Task to carry out
Your answer should consist solely of the lines from the one containing "class is: flying" through the end of the entries below, duplicated exactly.

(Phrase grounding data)
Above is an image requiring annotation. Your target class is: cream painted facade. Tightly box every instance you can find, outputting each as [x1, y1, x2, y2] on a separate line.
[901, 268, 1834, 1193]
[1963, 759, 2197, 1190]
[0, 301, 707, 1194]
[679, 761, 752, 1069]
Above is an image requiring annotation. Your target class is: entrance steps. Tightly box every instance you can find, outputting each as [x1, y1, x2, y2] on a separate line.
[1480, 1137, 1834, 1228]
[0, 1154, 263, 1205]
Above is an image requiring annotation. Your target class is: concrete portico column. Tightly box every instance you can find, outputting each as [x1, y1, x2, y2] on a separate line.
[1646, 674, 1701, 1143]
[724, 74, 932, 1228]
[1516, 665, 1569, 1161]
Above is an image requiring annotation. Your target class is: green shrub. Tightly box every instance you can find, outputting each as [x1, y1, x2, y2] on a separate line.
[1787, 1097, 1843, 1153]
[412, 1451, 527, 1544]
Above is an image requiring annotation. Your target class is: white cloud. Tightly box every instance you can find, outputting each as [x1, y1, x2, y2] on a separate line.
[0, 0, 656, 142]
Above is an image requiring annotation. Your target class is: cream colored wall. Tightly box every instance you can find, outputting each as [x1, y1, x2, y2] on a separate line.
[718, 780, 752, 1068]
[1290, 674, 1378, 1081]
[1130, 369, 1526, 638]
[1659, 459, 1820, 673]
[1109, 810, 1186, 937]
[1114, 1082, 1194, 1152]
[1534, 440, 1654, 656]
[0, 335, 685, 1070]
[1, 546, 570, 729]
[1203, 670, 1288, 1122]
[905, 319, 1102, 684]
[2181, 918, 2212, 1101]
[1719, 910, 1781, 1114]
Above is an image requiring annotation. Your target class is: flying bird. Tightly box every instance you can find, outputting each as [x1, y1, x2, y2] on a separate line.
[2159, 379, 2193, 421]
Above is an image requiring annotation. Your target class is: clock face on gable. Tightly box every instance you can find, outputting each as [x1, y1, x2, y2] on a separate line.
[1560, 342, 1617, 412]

Your response
Above is an image requiring annotation. Your target class is: flying bird. Tightly box every instance you can find, outputting each as [x1, y1, x2, y2] on a separate line.
[2159, 379, 2193, 421]
Above is an image requiring annotation. Your target class is: clock face on gable. Tightly box every instance you can find, outputting each as [x1, y1, x2, y2] on a separate line.
[1560, 342, 1617, 412]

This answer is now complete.